Each entry below needs to be transcribed verbatim; the images should not appear.

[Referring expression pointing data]
• • • • •

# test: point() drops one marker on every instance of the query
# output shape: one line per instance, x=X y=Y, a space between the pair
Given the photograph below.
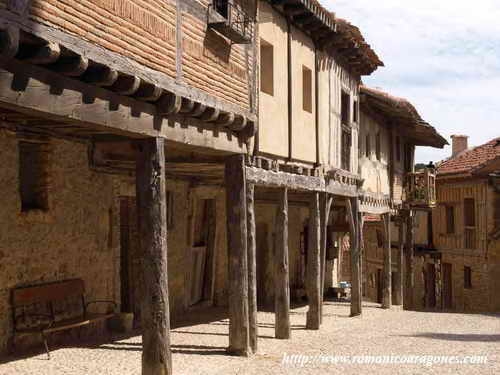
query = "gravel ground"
x=200 y=349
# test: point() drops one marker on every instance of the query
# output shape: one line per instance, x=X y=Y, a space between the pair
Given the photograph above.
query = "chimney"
x=460 y=143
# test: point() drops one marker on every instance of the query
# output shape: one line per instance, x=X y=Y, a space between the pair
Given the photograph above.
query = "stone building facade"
x=458 y=269
x=142 y=153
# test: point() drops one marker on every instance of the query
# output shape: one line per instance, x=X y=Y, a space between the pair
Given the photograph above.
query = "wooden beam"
x=71 y=66
x=281 y=272
x=126 y=85
x=313 y=266
x=169 y=104
x=355 y=228
x=148 y=92
x=325 y=205
x=409 y=255
x=151 y=200
x=263 y=177
x=387 y=286
x=252 y=268
x=398 y=288
x=102 y=76
x=9 y=41
x=46 y=54
x=239 y=340
x=118 y=114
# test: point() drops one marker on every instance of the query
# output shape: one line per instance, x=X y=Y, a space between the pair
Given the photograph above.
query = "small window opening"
x=266 y=67
x=33 y=163
x=307 y=89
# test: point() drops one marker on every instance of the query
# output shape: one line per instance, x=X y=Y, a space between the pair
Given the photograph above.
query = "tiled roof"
x=469 y=161
x=404 y=114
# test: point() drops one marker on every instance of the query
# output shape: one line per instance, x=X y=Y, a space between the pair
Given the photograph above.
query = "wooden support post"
x=398 y=288
x=313 y=266
x=325 y=205
x=409 y=267
x=355 y=225
x=387 y=291
x=239 y=342
x=281 y=272
x=252 y=267
x=151 y=204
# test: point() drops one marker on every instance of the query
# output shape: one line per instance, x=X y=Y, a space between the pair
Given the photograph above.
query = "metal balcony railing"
x=421 y=189
x=231 y=21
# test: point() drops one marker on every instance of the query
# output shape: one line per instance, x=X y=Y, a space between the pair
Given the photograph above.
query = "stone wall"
x=167 y=36
x=77 y=237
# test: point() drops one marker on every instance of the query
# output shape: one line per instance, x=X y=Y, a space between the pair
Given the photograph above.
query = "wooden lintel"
x=126 y=85
x=263 y=177
x=9 y=41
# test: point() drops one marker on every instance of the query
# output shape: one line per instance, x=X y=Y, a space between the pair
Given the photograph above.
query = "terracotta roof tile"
x=468 y=161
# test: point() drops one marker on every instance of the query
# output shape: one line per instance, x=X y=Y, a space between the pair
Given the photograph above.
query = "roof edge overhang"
x=400 y=112
x=333 y=35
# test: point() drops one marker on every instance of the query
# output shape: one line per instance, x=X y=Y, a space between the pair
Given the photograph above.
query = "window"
x=470 y=223
x=266 y=67
x=346 y=150
x=380 y=238
x=222 y=7
x=398 y=148
x=467 y=278
x=450 y=219
x=345 y=106
x=307 y=89
x=368 y=147
x=377 y=146
x=33 y=162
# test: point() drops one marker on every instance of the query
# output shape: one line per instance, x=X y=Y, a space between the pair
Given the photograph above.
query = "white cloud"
x=442 y=55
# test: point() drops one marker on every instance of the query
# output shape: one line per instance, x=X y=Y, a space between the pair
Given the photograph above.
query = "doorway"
x=130 y=259
x=202 y=251
x=447 y=286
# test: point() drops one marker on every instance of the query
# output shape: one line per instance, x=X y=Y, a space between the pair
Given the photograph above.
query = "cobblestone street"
x=200 y=349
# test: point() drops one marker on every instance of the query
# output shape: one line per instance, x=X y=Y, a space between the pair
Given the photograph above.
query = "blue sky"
x=442 y=55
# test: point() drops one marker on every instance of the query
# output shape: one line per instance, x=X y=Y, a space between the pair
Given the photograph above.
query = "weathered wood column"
x=325 y=203
x=314 y=266
x=387 y=291
x=398 y=288
x=281 y=270
x=409 y=266
x=252 y=268
x=235 y=181
x=152 y=211
x=354 y=222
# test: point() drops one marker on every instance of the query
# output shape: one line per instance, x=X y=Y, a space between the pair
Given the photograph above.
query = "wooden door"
x=447 y=286
x=202 y=251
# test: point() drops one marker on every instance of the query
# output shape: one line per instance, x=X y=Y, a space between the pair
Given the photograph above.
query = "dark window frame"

• • • • •

■ **Solution for this problem**:
# test: point() drops one marker on every instance of the query
# output shape: one line per instance, x=X y=Y, a space between the pair
Given the photograph below.
query = "gravel ground"
x=200 y=349
# test: point() drops one marker on every instance of the query
# output shape: one line per instance, x=X y=Y, a space between the pair
Given the photograph above.
query = "chimney"
x=460 y=143
# test: point() drops one marker on every instance of the query
# output shape: one line per instance, x=X y=Y, a space between the pair
Given the photograph above.
query = "stone building facade"
x=458 y=269
x=142 y=153
# test: point() drops one marker on every instance of the query
# output shape: one line per instance, x=X y=Y, a space between the pair
Given the photograph above.
query = "wooden beam"
x=71 y=66
x=281 y=272
x=126 y=85
x=313 y=266
x=169 y=104
x=355 y=228
x=148 y=92
x=325 y=205
x=409 y=255
x=151 y=200
x=263 y=177
x=387 y=286
x=252 y=268
x=398 y=288
x=102 y=76
x=9 y=41
x=46 y=54
x=239 y=340
x=118 y=114
# test: point() drops one marker on every instance of the query
# output shape: one line per instance, x=X y=Y, a space between the pair
Given the photograph above.
query = "small window opening"
x=266 y=67
x=33 y=163
x=307 y=89
# test: point() drops one marker on every instance of the query
# output shape: one line per instance, x=X y=Y, a space between the pair
Given the photograph above.
query = "tiled roof"
x=469 y=161
x=404 y=114
# test: point() drops one marker on every instance of the query
# output shape: one line per instance, x=X y=Y, a space between the pair
Given the photograph above.
query = "wooden support post"
x=398 y=288
x=313 y=266
x=325 y=205
x=409 y=267
x=355 y=225
x=387 y=291
x=239 y=342
x=281 y=272
x=252 y=267
x=151 y=204
# test: point() drops one marker on every instance of the query
# output shape: one line per instance, x=X y=Y, a space between the pair
Given the photograph above.
query = "metal balcony railing"
x=421 y=189
x=231 y=21
# test: point() drops one marker on every instance of the query
# output shape: one line per instance, x=X y=Y, a space between the pair
Given the photograph above.
query = "stone wall"
x=167 y=36
x=77 y=237
# test: point() drops one marker on every instance of the query
# output shape: one line per instance, x=X y=Y, a space between the pair
Given the photograph above.
query = "wooden lintel"
x=126 y=85
x=263 y=177
x=9 y=41
# test: point() drops one marker on every instance of the query
# output shape: one line per instance, x=X y=Y, a space between the pair
Given the photograph above.
query = "terracotta roof tile"
x=468 y=161
# test: point() drops one marker on every instance of the query
# output shape: one line per instance, x=X y=Y, a space between the pair
Given the photograph above.
query = "roof edge overhang"
x=400 y=112
x=333 y=35
# test: point() drops one marker on every instance of the query
# output shape: one line per instance, x=X y=Y, a space between the pair
Given the photograph above.
query = "window"
x=470 y=223
x=266 y=67
x=346 y=150
x=380 y=238
x=222 y=7
x=398 y=148
x=467 y=278
x=450 y=219
x=345 y=106
x=307 y=89
x=368 y=147
x=377 y=146
x=33 y=162
# test: point() drops one marker on every instance of the query
# output shape: one line per instance, x=X y=Y, a space between the pair
Given the photograph above.
query = "white cloud"
x=442 y=55
# test: point() drops one marker on every instance of the query
# output shape: one line per instance, x=X y=Y, a space between the pair
Given the photograph above.
query = "doorway"
x=130 y=259
x=202 y=251
x=447 y=286
# test: point() drops one marker on every instance of the query
# output shape: one line per instance, x=X y=Y, a space between the pair
Given the photograph above.
query = "cobblestone street"
x=200 y=349
# test: point() drops one marker on every instance of the query
# output shape: one line per instance, x=X y=Y, a space between the pair
Given the photograph above.
query = "blue sky"
x=442 y=55
# test: point() drops one marker on every instance of the query
# output shape: one line per instance, x=X y=Y, a space between the pair
Given the photograph above.
query = "weathered wood column"
x=325 y=203
x=314 y=266
x=387 y=291
x=398 y=288
x=281 y=270
x=409 y=266
x=252 y=268
x=235 y=181
x=152 y=211
x=354 y=222
# test: point() drops one marker on every instance of the query
# output shape: one line per instance, x=X y=Y, a space between the pair
Given the photograph above.
query = "wooden door"
x=447 y=286
x=202 y=251
# test: point() drops one marker on every instance of the query
# output shape: one line per instance, x=X y=Y, a space between the pair
Given the photograph above.
query = "dark window frame"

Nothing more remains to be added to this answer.